• [RECORDS FOR PROCESSING]:
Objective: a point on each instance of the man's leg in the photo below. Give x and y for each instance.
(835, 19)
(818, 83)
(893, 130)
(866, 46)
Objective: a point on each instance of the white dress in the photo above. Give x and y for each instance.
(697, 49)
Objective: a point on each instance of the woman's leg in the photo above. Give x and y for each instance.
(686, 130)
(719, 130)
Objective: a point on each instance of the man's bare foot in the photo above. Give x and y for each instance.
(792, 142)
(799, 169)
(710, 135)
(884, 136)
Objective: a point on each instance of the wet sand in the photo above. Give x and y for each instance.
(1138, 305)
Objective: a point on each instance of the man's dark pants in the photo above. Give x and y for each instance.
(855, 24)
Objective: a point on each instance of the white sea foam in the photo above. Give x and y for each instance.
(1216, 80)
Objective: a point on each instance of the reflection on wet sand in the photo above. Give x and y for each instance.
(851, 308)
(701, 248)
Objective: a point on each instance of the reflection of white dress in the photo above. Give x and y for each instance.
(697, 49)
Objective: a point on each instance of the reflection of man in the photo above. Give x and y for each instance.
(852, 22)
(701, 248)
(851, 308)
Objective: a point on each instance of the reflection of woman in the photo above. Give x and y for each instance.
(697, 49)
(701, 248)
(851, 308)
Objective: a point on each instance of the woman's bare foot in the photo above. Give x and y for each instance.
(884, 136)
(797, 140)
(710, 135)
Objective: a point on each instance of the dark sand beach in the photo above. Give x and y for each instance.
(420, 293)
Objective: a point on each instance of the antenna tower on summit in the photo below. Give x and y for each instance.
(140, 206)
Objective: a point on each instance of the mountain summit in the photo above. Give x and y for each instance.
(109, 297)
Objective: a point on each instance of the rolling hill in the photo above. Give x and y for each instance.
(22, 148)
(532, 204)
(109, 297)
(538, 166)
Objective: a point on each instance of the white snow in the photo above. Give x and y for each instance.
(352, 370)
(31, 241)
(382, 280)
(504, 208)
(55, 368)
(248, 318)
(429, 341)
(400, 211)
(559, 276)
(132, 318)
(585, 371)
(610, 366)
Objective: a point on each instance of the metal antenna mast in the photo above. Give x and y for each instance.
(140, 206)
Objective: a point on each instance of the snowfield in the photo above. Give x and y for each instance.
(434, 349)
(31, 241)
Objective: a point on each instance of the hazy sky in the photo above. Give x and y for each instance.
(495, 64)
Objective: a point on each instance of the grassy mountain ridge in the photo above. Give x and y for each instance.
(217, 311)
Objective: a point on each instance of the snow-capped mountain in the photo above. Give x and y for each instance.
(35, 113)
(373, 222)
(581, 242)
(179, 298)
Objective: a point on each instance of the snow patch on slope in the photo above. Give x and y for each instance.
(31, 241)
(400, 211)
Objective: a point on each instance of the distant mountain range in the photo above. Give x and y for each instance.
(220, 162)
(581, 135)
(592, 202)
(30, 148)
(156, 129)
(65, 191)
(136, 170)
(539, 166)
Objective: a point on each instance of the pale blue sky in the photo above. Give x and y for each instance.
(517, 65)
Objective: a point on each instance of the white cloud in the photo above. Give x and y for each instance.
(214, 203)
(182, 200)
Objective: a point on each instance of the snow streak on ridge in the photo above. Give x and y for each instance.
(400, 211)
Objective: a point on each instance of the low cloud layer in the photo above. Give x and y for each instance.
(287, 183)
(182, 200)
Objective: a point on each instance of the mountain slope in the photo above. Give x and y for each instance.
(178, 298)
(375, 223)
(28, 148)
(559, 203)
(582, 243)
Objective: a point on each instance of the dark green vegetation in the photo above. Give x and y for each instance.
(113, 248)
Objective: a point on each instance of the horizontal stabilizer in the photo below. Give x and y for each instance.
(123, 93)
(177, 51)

• [EXERCISE]: This exercise asks for every line of the records to be repeated exactly.

• [OUTPUT FOR THIS EXERCISE]:
Objective: a point on each instance of the man's leg in the photo below. Give x and y for each instance.
(835, 19)
(818, 83)
(893, 130)
(866, 46)
Objective: a point on each instance of the white dress in the photo above. Give x and y for each instance.
(697, 49)
Objective: a point on each instance of the woman's leg in the photo above. Give x and y for each instance.
(686, 130)
(719, 130)
Objective: a point on each instance of the man's bare foot in the photo above. Give x and y for each instance.
(792, 142)
(799, 169)
(710, 135)
(884, 136)
Objective: a point on each instance of the wet sand in the photo above. Give x and y for each instance.
(1138, 305)
Objective: a point on each instance of the man's dark pants in the photo above. Give x and y for each instance.
(855, 24)
Objective: a point on each instance of the white sea foam in the photo above. Give x and y for each instance.
(1216, 80)
Objective: a point on each instance of the reflection on wet sand in the photo above. Give x and y for each instance.
(851, 308)
(701, 248)
Objective: a point on each instance of the reflection of white dress in the photo above. Give x and y for each instance.
(697, 49)
Objective: a point on each instance of the reflection of man in the photo above. Give x and y for each instance.
(852, 22)
(701, 248)
(851, 308)
Objective: a point on each instance of the reflection of woman in the photo above. Give x and y for each instance.
(697, 49)
(701, 248)
(851, 308)
Objective: a point on each instance of the woman's bare foot in the photo above. Give x and y for each instance.
(884, 136)
(797, 140)
(710, 135)
Objective: a point on each instance of the dark sand beach in the photo above. Give x and y for each instance.
(420, 293)
Objective: a point on each instance of the antenna tower on summit in the photo below. Give x and y for each instance.
(140, 206)
Objective: a point on each instance of the mountain summit in the photo above. Give x and y for each instance.
(109, 297)
Objective: a point on each instance of the rolling hill in the photo above. Give x and y for each instance.
(22, 148)
(532, 204)
(109, 297)
(538, 166)
Objective: a point on each instance of the white snow in the photo above. Give x and y for each instance.
(352, 370)
(31, 241)
(382, 280)
(504, 208)
(55, 368)
(248, 318)
(429, 341)
(400, 211)
(559, 276)
(132, 318)
(585, 371)
(610, 366)
Objective: a point on each instance of the metal antenna mast in the photo above. Give x and y for each instance.
(140, 206)
Objective: a point on each instance of the snowfield in the photo above. Give x and y for each instance.
(434, 349)
(31, 241)
Objective: a point on each instance of the hazy sky in the photo above. Give x and y for each instance.
(495, 64)
Objective: a point on each instance of the grassy mountain ridge in the photo above. Give x and y for each instance.
(217, 311)
Objective: a point on each instance of the snow-capped mountain in the photo above. Give x and y for each instance.
(35, 113)
(373, 222)
(581, 242)
(179, 298)
Objective: a point on each instance of the snow patch on slope in the photo above. Give x and y for each instance.
(31, 241)
(400, 211)
Objective: a point on each instance of the distant mountain range in the photo above. Give x and y for each instance.
(220, 162)
(581, 135)
(592, 202)
(30, 148)
(156, 129)
(65, 191)
(136, 170)
(539, 166)
Objective: a point on each instance of the pale blue sky in the photo above. Give x and y for each instance.
(517, 65)
Objective: a point on each instance of the white cloud in the photo above. Give x and y for each instance.
(214, 203)
(182, 200)
Objective: a point on each instance of the snow streak on ridge in the photo above. Give x and y for each instance.
(400, 211)
Objective: a point on each instance of the low cloud layer in the photo above. Give x and y for each instance.
(287, 183)
(182, 200)
Objective: a point on each instance of the mountain slope in the photo above. Give x and y for each instance.
(178, 298)
(375, 223)
(28, 148)
(559, 203)
(582, 243)
Objective: a point on each instance of the dark green vegetation in the photo above. Give x and y for each instance.
(113, 248)
Objective: a point on each instance of the horizontal stabilizer in the photo below. Give x and y for each instance.
(123, 93)
(177, 51)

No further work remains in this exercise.